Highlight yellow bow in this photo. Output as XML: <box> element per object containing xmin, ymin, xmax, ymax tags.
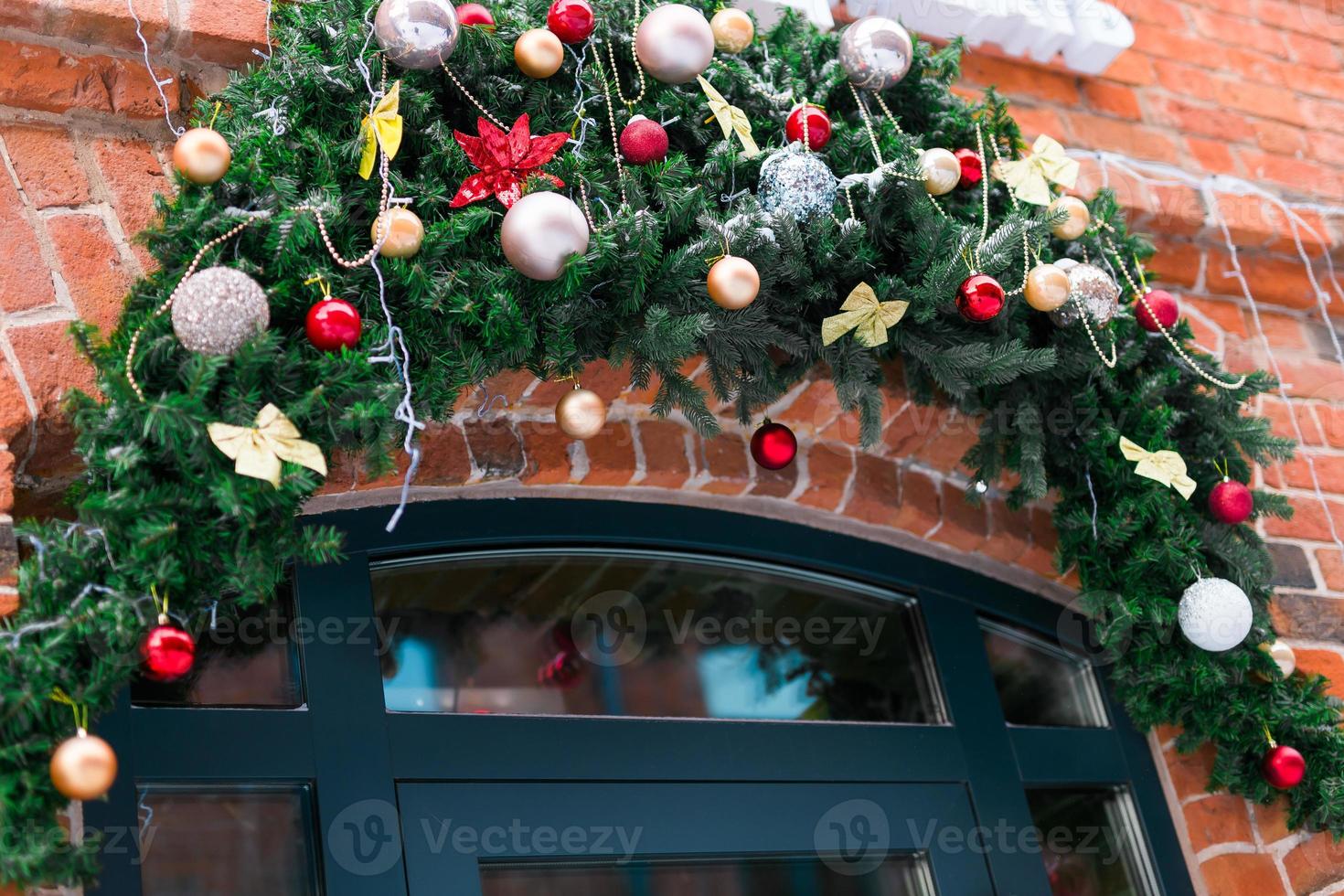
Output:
<box><xmin>358</xmin><ymin>80</ymin><xmax>402</xmax><ymax>180</ymax></box>
<box><xmin>206</xmin><ymin>404</ymin><xmax>326</xmax><ymax>487</ymax></box>
<box><xmin>821</xmin><ymin>283</ymin><xmax>910</xmax><ymax>348</ymax></box>
<box><xmin>695</xmin><ymin>75</ymin><xmax>761</xmax><ymax>158</ymax></box>
<box><xmin>992</xmin><ymin>134</ymin><xmax>1078</xmax><ymax>206</ymax></box>
<box><xmin>1120</xmin><ymin>435</ymin><xmax>1195</xmax><ymax>501</ymax></box>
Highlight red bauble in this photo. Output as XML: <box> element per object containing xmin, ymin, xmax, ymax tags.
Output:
<box><xmin>621</xmin><ymin>115</ymin><xmax>668</xmax><ymax>165</ymax></box>
<box><xmin>546</xmin><ymin>0</ymin><xmax>597</xmax><ymax>43</ymax></box>
<box><xmin>752</xmin><ymin>421</ymin><xmax>798</xmax><ymax>470</ymax></box>
<box><xmin>1135</xmin><ymin>289</ymin><xmax>1180</xmax><ymax>333</ymax></box>
<box><xmin>457</xmin><ymin>3</ymin><xmax>495</xmax><ymax>28</ymax></box>
<box><xmin>1261</xmin><ymin>744</ymin><xmax>1307</xmax><ymax>790</ymax></box>
<box><xmin>304</xmin><ymin>298</ymin><xmax>364</xmax><ymax>352</ymax></box>
<box><xmin>1209</xmin><ymin>480</ymin><xmax>1255</xmax><ymax>525</ymax></box>
<box><xmin>140</xmin><ymin>616</ymin><xmax>197</xmax><ymax>681</ymax></box>
<box><xmin>784</xmin><ymin>103</ymin><xmax>830</xmax><ymax>149</ymax></box>
<box><xmin>957</xmin><ymin>274</ymin><xmax>1008</xmax><ymax>324</ymax></box>
<box><xmin>952</xmin><ymin>149</ymin><xmax>986</xmax><ymax>188</ymax></box>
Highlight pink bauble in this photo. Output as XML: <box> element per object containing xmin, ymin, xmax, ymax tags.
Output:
<box><xmin>500</xmin><ymin>192</ymin><xmax>589</xmax><ymax>280</ymax></box>
<box><xmin>635</xmin><ymin>3</ymin><xmax>714</xmax><ymax>85</ymax></box>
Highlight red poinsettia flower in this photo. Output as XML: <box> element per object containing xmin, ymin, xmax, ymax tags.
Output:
<box><xmin>452</xmin><ymin>112</ymin><xmax>570</xmax><ymax>208</ymax></box>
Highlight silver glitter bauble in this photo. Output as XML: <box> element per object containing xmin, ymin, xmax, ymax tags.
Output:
<box><xmin>1050</xmin><ymin>258</ymin><xmax>1120</xmax><ymax>326</ymax></box>
<box><xmin>172</xmin><ymin>267</ymin><xmax>270</xmax><ymax>355</ymax></box>
<box><xmin>840</xmin><ymin>16</ymin><xmax>915</xmax><ymax>90</ymax></box>
<box><xmin>374</xmin><ymin>0</ymin><xmax>461</xmax><ymax>69</ymax></box>
<box><xmin>1176</xmin><ymin>579</ymin><xmax>1255</xmax><ymax>650</ymax></box>
<box><xmin>757</xmin><ymin>144</ymin><xmax>838</xmax><ymax>220</ymax></box>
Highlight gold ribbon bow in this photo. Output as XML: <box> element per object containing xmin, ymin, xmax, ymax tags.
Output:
<box><xmin>695</xmin><ymin>75</ymin><xmax>761</xmax><ymax>158</ymax></box>
<box><xmin>821</xmin><ymin>283</ymin><xmax>910</xmax><ymax>348</ymax></box>
<box><xmin>206</xmin><ymin>404</ymin><xmax>326</xmax><ymax>487</ymax></box>
<box><xmin>1120</xmin><ymin>435</ymin><xmax>1195</xmax><ymax>501</ymax></box>
<box><xmin>992</xmin><ymin>134</ymin><xmax>1078</xmax><ymax>206</ymax></box>
<box><xmin>358</xmin><ymin>80</ymin><xmax>402</xmax><ymax>180</ymax></box>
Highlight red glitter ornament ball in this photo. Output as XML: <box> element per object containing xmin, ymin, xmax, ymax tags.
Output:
<box><xmin>1135</xmin><ymin>289</ymin><xmax>1180</xmax><ymax>333</ymax></box>
<box><xmin>621</xmin><ymin>115</ymin><xmax>668</xmax><ymax>165</ymax></box>
<box><xmin>304</xmin><ymin>298</ymin><xmax>364</xmax><ymax>352</ymax></box>
<box><xmin>952</xmin><ymin>149</ymin><xmax>986</xmax><ymax>189</ymax></box>
<box><xmin>1261</xmin><ymin>744</ymin><xmax>1307</xmax><ymax>790</ymax></box>
<box><xmin>784</xmin><ymin>103</ymin><xmax>830</xmax><ymax>149</ymax></box>
<box><xmin>457</xmin><ymin>3</ymin><xmax>495</xmax><ymax>28</ymax></box>
<box><xmin>140</xmin><ymin>616</ymin><xmax>197</xmax><ymax>681</ymax></box>
<box><xmin>1209</xmin><ymin>480</ymin><xmax>1255</xmax><ymax>525</ymax></box>
<box><xmin>546</xmin><ymin>0</ymin><xmax>597</xmax><ymax>43</ymax></box>
<box><xmin>957</xmin><ymin>274</ymin><xmax>1008</xmax><ymax>324</ymax></box>
<box><xmin>752</xmin><ymin>421</ymin><xmax>798</xmax><ymax>470</ymax></box>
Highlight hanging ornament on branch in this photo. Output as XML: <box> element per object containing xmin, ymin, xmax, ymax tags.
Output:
<box><xmin>1120</xmin><ymin>435</ymin><xmax>1198</xmax><ymax>501</ymax></box>
<box><xmin>449</xmin><ymin>112</ymin><xmax>570</xmax><ymax>208</ymax></box>
<box><xmin>304</xmin><ymin>277</ymin><xmax>364</xmax><ymax>352</ymax></box>
<box><xmin>140</xmin><ymin>589</ymin><xmax>197</xmax><ymax>681</ymax></box>
<box><xmin>709</xmin><ymin>6</ymin><xmax>755</xmax><ymax>52</ymax></box>
<box><xmin>699</xmin><ymin>76</ymin><xmax>761</xmax><ymax>158</ymax></box>
<box><xmin>990</xmin><ymin>134</ymin><xmax>1079</xmax><ymax>206</ymax></box>
<box><xmin>358</xmin><ymin>80</ymin><xmax>402</xmax><ymax>180</ymax></box>
<box><xmin>635</xmin><ymin>3</ymin><xmax>714</xmax><ymax>85</ymax></box>
<box><xmin>374</xmin><ymin>0</ymin><xmax>461</xmax><ymax>69</ymax></box>
<box><xmin>821</xmin><ymin>283</ymin><xmax>910</xmax><ymax>348</ymax></box>
<box><xmin>840</xmin><ymin>16</ymin><xmax>915</xmax><ymax>90</ymax></box>
<box><xmin>48</xmin><ymin>688</ymin><xmax>117</xmax><ymax>801</ymax></box>
<box><xmin>1209</xmin><ymin>461</ymin><xmax>1255</xmax><ymax>525</ymax></box>
<box><xmin>1261</xmin><ymin>725</ymin><xmax>1307</xmax><ymax>790</ymax></box>
<box><xmin>206</xmin><ymin>404</ymin><xmax>326</xmax><ymax>489</ymax></box>
<box><xmin>500</xmin><ymin>192</ymin><xmax>589</xmax><ymax>281</ymax></box>
<box><xmin>1176</xmin><ymin>579</ymin><xmax>1255</xmax><ymax>653</ymax></box>
<box><xmin>752</xmin><ymin>416</ymin><xmax>798</xmax><ymax>470</ymax></box>
<box><xmin>555</xmin><ymin>383</ymin><xmax>606</xmax><ymax>441</ymax></box>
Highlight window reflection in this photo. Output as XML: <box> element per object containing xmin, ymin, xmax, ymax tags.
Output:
<box><xmin>981</xmin><ymin>621</ymin><xmax>1106</xmax><ymax>728</ymax></box>
<box><xmin>481</xmin><ymin>856</ymin><xmax>934</xmax><ymax>896</ymax></box>
<box><xmin>372</xmin><ymin>549</ymin><xmax>942</xmax><ymax>724</ymax></box>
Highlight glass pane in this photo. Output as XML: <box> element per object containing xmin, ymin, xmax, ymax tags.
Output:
<box><xmin>372</xmin><ymin>549</ymin><xmax>944</xmax><ymax>724</ymax></box>
<box><xmin>481</xmin><ymin>856</ymin><xmax>934</xmax><ymax>896</ymax></box>
<box><xmin>138</xmin><ymin>784</ymin><xmax>318</xmax><ymax>896</ymax></box>
<box><xmin>1027</xmin><ymin>788</ymin><xmax>1158</xmax><ymax>896</ymax></box>
<box><xmin>131</xmin><ymin>583</ymin><xmax>304</xmax><ymax>708</ymax></box>
<box><xmin>981</xmin><ymin>621</ymin><xmax>1106</xmax><ymax>728</ymax></box>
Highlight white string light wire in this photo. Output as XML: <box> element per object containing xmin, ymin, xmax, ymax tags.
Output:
<box><xmin>1070</xmin><ymin>151</ymin><xmax>1344</xmax><ymax>564</ymax></box>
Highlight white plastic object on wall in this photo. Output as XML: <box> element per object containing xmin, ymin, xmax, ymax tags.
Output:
<box><xmin>758</xmin><ymin>0</ymin><xmax>1135</xmax><ymax>75</ymax></box>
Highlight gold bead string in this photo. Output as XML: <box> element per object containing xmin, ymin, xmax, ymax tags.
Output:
<box><xmin>1101</xmin><ymin>236</ymin><xmax>1246</xmax><ymax>391</ymax></box>
<box><xmin>438</xmin><ymin>62</ymin><xmax>508</xmax><ymax>131</ymax></box>
<box><xmin>126</xmin><ymin>218</ymin><xmax>257</xmax><ymax>401</ymax></box>
<box><xmin>613</xmin><ymin>0</ymin><xmax>648</xmax><ymax>109</ymax></box>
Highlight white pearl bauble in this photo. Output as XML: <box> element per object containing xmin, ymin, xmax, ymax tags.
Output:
<box><xmin>635</xmin><ymin>3</ymin><xmax>714</xmax><ymax>85</ymax></box>
<box><xmin>500</xmin><ymin>192</ymin><xmax>589</xmax><ymax>280</ymax></box>
<box><xmin>919</xmin><ymin>146</ymin><xmax>961</xmax><ymax>197</ymax></box>
<box><xmin>1178</xmin><ymin>579</ymin><xmax>1255</xmax><ymax>652</ymax></box>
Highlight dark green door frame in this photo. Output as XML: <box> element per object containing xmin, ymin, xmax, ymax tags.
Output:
<box><xmin>86</xmin><ymin>498</ymin><xmax>1193</xmax><ymax>896</ymax></box>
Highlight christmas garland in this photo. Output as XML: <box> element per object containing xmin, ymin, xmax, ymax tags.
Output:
<box><xmin>0</xmin><ymin>0</ymin><xmax>1344</xmax><ymax>884</ymax></box>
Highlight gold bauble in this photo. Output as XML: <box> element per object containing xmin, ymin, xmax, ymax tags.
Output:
<box><xmin>709</xmin><ymin>6</ymin><xmax>755</xmax><ymax>52</ymax></box>
<box><xmin>1254</xmin><ymin>638</ymin><xmax>1297</xmax><ymax>681</ymax></box>
<box><xmin>1049</xmin><ymin>197</ymin><xmax>1092</xmax><ymax>240</ymax></box>
<box><xmin>368</xmin><ymin>206</ymin><xmax>425</xmax><ymax>258</ymax></box>
<box><xmin>514</xmin><ymin>28</ymin><xmax>564</xmax><ymax>78</ymax></box>
<box><xmin>1026</xmin><ymin>264</ymin><xmax>1069</xmax><ymax>312</ymax></box>
<box><xmin>704</xmin><ymin>255</ymin><xmax>761</xmax><ymax>312</ymax></box>
<box><xmin>172</xmin><ymin>128</ymin><xmax>234</xmax><ymax>184</ymax></box>
<box><xmin>555</xmin><ymin>387</ymin><xmax>606</xmax><ymax>439</ymax></box>
<box><xmin>51</xmin><ymin>731</ymin><xmax>117</xmax><ymax>799</ymax></box>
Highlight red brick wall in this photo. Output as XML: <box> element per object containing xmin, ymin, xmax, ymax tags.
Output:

* _Goal_
Copy out the lines above without any change, starting at the line that contains "Highlight gold bauble" and continuing through the last line, both included.

* _Completed task_
Highlight gold bauble in this photo. Output as XML: <box> element per object containing xmin, ymin, xmax, ymax tags.
Output:
<box><xmin>709</xmin><ymin>6</ymin><xmax>755</xmax><ymax>52</ymax></box>
<box><xmin>1254</xmin><ymin>638</ymin><xmax>1297</xmax><ymax>681</ymax></box>
<box><xmin>1049</xmin><ymin>197</ymin><xmax>1092</xmax><ymax>240</ymax></box>
<box><xmin>368</xmin><ymin>206</ymin><xmax>425</xmax><ymax>258</ymax></box>
<box><xmin>514</xmin><ymin>28</ymin><xmax>564</xmax><ymax>78</ymax></box>
<box><xmin>1026</xmin><ymin>264</ymin><xmax>1069</xmax><ymax>312</ymax></box>
<box><xmin>704</xmin><ymin>255</ymin><xmax>761</xmax><ymax>312</ymax></box>
<box><xmin>172</xmin><ymin>128</ymin><xmax>234</xmax><ymax>184</ymax></box>
<box><xmin>555</xmin><ymin>387</ymin><xmax>606</xmax><ymax>439</ymax></box>
<box><xmin>51</xmin><ymin>731</ymin><xmax>117</xmax><ymax>799</ymax></box>
Highlight red brick wall in this photo. Output as XML: <box> element per object containing xmin, ymin, xmax, ymax tags.
Output:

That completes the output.